Data provided: Begin

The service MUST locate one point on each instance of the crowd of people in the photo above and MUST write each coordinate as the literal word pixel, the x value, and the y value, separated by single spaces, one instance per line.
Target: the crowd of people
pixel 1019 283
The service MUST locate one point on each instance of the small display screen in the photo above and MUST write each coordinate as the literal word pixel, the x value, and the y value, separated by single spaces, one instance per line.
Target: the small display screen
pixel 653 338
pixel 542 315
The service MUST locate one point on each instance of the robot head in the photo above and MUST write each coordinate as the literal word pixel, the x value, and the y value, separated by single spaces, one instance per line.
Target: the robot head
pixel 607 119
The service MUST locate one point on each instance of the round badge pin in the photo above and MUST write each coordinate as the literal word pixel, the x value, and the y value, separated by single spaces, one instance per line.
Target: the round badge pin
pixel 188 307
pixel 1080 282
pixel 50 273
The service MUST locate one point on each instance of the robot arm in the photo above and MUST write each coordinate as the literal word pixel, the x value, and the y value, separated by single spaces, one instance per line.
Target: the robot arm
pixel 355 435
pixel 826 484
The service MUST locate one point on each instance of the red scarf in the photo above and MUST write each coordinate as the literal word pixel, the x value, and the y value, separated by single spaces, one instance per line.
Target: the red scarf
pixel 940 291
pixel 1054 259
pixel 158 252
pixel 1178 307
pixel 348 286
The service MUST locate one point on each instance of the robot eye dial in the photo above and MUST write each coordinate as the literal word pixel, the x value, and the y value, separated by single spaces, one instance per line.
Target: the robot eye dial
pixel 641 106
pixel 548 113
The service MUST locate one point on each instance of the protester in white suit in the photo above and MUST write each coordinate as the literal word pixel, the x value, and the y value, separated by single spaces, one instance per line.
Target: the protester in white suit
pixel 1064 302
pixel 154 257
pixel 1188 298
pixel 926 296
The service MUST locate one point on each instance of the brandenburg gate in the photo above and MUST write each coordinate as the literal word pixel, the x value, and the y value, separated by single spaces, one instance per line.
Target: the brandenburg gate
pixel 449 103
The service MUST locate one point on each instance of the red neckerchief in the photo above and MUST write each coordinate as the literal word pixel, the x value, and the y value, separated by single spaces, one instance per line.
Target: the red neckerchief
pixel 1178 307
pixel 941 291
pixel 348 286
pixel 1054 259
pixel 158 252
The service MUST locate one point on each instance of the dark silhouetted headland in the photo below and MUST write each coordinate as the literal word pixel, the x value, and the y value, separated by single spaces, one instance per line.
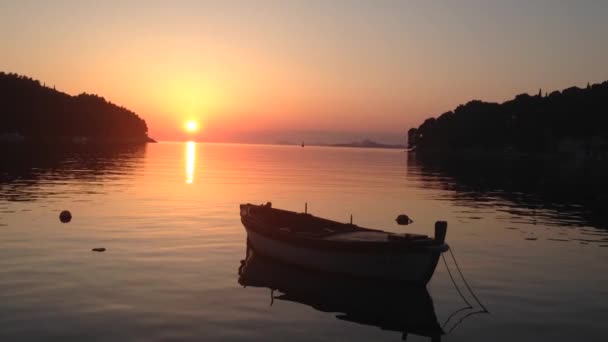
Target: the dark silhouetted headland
pixel 30 111
pixel 573 121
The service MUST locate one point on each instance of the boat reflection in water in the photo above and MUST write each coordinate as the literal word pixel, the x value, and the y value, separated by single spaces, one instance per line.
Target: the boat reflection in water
pixel 388 305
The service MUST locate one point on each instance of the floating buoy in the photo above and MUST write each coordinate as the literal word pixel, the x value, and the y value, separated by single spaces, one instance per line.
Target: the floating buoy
pixel 403 220
pixel 65 216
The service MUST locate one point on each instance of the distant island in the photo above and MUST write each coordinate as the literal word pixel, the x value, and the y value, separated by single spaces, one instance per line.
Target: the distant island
pixel 367 144
pixel 33 112
pixel 573 121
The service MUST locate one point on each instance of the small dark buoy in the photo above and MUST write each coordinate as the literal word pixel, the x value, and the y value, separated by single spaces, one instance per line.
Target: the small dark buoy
pixel 65 216
pixel 403 220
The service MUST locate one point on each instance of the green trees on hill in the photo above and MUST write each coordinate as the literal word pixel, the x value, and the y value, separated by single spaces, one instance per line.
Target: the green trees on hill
pixel 38 112
pixel 526 123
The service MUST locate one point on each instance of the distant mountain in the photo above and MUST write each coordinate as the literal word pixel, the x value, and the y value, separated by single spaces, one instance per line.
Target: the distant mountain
pixel 33 112
pixel 367 144
pixel 574 120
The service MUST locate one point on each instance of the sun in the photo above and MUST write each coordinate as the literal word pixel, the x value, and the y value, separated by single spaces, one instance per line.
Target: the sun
pixel 191 126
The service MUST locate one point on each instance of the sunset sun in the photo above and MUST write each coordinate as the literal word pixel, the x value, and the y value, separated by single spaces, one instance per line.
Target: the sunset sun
pixel 191 126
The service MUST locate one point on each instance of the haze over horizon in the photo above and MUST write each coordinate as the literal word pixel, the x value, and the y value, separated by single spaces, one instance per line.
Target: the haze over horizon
pixel 286 70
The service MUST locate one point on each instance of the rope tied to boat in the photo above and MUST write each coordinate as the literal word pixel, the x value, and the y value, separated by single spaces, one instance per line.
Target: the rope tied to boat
pixel 469 306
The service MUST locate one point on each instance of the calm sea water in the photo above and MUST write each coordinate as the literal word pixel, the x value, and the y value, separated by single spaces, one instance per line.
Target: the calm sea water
pixel 168 216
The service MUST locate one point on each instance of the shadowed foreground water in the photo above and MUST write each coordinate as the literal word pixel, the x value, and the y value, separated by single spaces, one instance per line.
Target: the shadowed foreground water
pixel 168 216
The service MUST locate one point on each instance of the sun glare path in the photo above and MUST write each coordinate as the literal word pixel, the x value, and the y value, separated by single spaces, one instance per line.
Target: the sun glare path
pixel 190 161
pixel 191 126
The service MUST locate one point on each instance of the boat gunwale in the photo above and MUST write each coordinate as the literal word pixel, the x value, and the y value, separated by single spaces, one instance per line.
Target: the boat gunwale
pixel 429 245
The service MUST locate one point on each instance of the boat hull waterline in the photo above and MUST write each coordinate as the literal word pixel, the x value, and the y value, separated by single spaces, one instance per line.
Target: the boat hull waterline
pixel 411 263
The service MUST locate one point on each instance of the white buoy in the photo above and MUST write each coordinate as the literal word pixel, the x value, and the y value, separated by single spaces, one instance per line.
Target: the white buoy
pixel 65 216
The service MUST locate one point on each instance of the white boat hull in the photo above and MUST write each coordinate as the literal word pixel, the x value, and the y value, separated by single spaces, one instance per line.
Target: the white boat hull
pixel 412 267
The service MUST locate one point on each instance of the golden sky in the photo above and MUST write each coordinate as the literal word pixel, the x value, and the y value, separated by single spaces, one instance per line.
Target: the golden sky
pixel 364 67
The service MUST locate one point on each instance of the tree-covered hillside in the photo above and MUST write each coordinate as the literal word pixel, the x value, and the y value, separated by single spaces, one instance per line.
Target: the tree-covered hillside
pixel 39 113
pixel 573 118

Data provided: End

Once the pictures are set aside, repeat each entry exactly as it stands.

The service MUST locate one point on each instance of the crowd of people in the photo above and MUST write each coordinate as the literal word pixel, the x value, and the y value, separated by single spaces, one instance per line.
Target: the crowd of people
pixel 1019 283
The service MUST locate one point on each instance of the small display screen in the photo above and MUST write each coordinate as the literal word pixel, the x value, and the y value, separated by single spaces, one instance per line.
Target: the small display screen
pixel 653 338
pixel 542 315
The service MUST locate one point on each instance of the robot head in the photo above and MUST write each coordinate as the literal word pixel, the x value, and the y value, separated by single spaces, one instance per line.
Target: the robot head
pixel 607 119
The service MUST locate one point on each instance of the round badge pin in the photo above and MUST write each coordinate as the literal word pixel, the x value, and the y value, separated by single spaces, one instance per line.
Target: the round badge pin
pixel 188 307
pixel 1080 282
pixel 50 273
The service MUST locate one point on each instance of the robot arm in the photo above and MUST write each coordinate as the literal word pixel, the x value, and the y value, separated by single spaces, one instance per line.
Target: the robot arm
pixel 355 435
pixel 826 484
The service MUST locate one point on each instance of the red scarf in the photo above and MUST write each coordinate as the literal word pixel, the x value, and the y value, separated by single spaces, one instance per line.
Target: the red scarf
pixel 940 291
pixel 1054 259
pixel 158 252
pixel 1178 307
pixel 348 286
The service MUST locate one point on each instance of the robot eye dial in the photo above and MUST write each coordinate as the literal word pixel, the x value, and the y value, separated by single spaces, one instance per line.
Target: the robot eye dial
pixel 641 106
pixel 548 113
The service MUST locate one point on each instance of the protester in white suit in the photo above and MUST write each coordinate as the literal word pixel, the x value, and the y value, separated by single spaces, one instance per line.
Target: the protester in white suit
pixel 1064 302
pixel 154 257
pixel 1188 298
pixel 926 296
The service MUST locate one point on each instance of the brandenburg gate in the photo above and MUST write each coordinate as the literal word pixel, the x value, and the y value, separated by single spaces, one instance per line.
Target: the brandenburg gate
pixel 449 103
The service MUST locate one point on each instance of the red neckerchief in the photo above and MUST write each coordinate as the literal word pixel, the x value, and the y value, separated by single spaces, one instance per line.
Target: the red neckerchief
pixel 1178 307
pixel 941 291
pixel 348 286
pixel 1054 259
pixel 158 252
The service MUST locate one point on each instance of the dark silhouetted headland in the photo below and MUST write each coordinate as the literal word pixel, the x value, and the y value, separated by single spaces, one instance per line.
Target: the dark silhouetted headland
pixel 30 111
pixel 573 121
The service MUST locate one point on each instance of the boat reflection in water in the photo above and MUST write each coordinate as the literal word pixel, the x value, and the y value, separated by single spaces, one instance per line.
Target: the boat reflection in water
pixel 388 305
The service MUST locate one point on each instance of the floating buoy in the photo above and MUST write each coordinate as the literal word pixel, the x value, and the y value, separated by single spaces, one instance per line.
Target: the floating buoy
pixel 403 220
pixel 65 216
The service MUST locate one point on each instance of the distant island in the photo above and MUST write each coordinate as the literal word pixel, the x value, and the y value, separated by single spaces, one instance per line.
Target: the distant island
pixel 367 144
pixel 33 112
pixel 573 121
The service MUST locate one point on each instance of the small dark buoy in the photo above and MUST write each coordinate as the literal word pixel, the x value, and the y value, separated by single spaces, one instance per line.
Target: the small dark buoy
pixel 65 216
pixel 403 220
The service MUST locate one point on each instance of the green trees on hill in the photo above and MUST write each coordinate as the literal word pixel, the x value, and the y value, separated by single spaces, one instance per line.
Target: the green trees on hill
pixel 38 112
pixel 526 123
The service MUST locate one point on each instance of the distant mountain in the photo above and MUST write each coordinate as the literal word pixel, the x value, and the y value, separated by single spaces, one instance per line.
Target: the distant mountain
pixel 33 112
pixel 367 144
pixel 574 120
The service MUST locate one point on each instance of the sun in the photo above and MUST write each coordinate as the literal word pixel, the x value, and the y value, separated by single spaces, one instance per line.
Target: the sun
pixel 191 126
The service MUST locate one point on each instance of the sunset sun in the photo above and MUST write each coordinate as the literal word pixel, the x value, and the y value, separated by single spaces, one instance per line.
Target: the sunset sun
pixel 191 126
The service MUST locate one point on each instance of the haze over horizon in the photo above and MUST write each coordinate as the literal word pixel, the x value, and the y value, separated by single spaces, one instance per line.
Target: the haze over horizon
pixel 286 70
The service MUST locate one point on each instance of the rope tied to boat in the photo above and MUST write each coordinate as the literal word pixel, the x value, and the y value, separated by single spaces, one instance per line.
Target: the rope tied to boat
pixel 469 306
The service MUST locate one point on each instance of the calm sea water in the photo above and MUST write each coordinate as the literal word pixel, the x value, and the y value, separated by single spaces, one instance per line.
Target: the calm sea water
pixel 168 216
The service MUST locate one point on each instance of the shadowed foreground water in the photo above and MUST write each coordinate as the literal word pixel, the x value, and the y value, separated by single spaces, one instance per line.
Target: the shadowed foreground water
pixel 168 216
The service MUST locate one point on each instance of the sun glare path in the photo above and MUST write each coordinate as the literal word pixel, the x value, and the y value, separated by single spaces, one instance per line.
Target: the sun glare path
pixel 190 161
pixel 191 126
The service MUST locate one point on each instance of the boat gunwale in the photo above and MUST write each coordinate as the literal word pixel, the x value, and the y value, separated by single spaces, one instance per line.
Target: the boat gunwale
pixel 429 245
The service MUST locate one point on each instance of the boat hull waterline in the photo above and MUST write each coordinate as the literal word pixel, the x value, and the y value, separated by single spaces, one instance per line.
Target: the boat hull waterline
pixel 411 263
The service MUST locate one point on each instance of the white buoy in the photo above and MUST write each coordinate as the literal word pixel, the x value, and the y value, separated by single spaces, one instance per line.
Target: the white buoy
pixel 65 216
The service MUST locate one point on each instance of the white boat hull in the photo above and MUST write each coordinate as the literal word pixel, the x value, and the y value, separated by single spaces, one instance per line.
Target: the white boat hull
pixel 412 267
The service MUST locate one point on each instance of the golden sky in the photo above and MUST write each coordinate as the literal word pixel, the x value, and the y value, separated by single spaces, one instance per line.
Target: the golden sky
pixel 364 67
The service MUST locate one point on each instance of the tree-covered hillside in the photo above and MUST write each coordinate as the literal word pixel, the x value, and the y value, separated by single spaces, one instance per line.
Target: the tree-covered hillside
pixel 39 113
pixel 573 118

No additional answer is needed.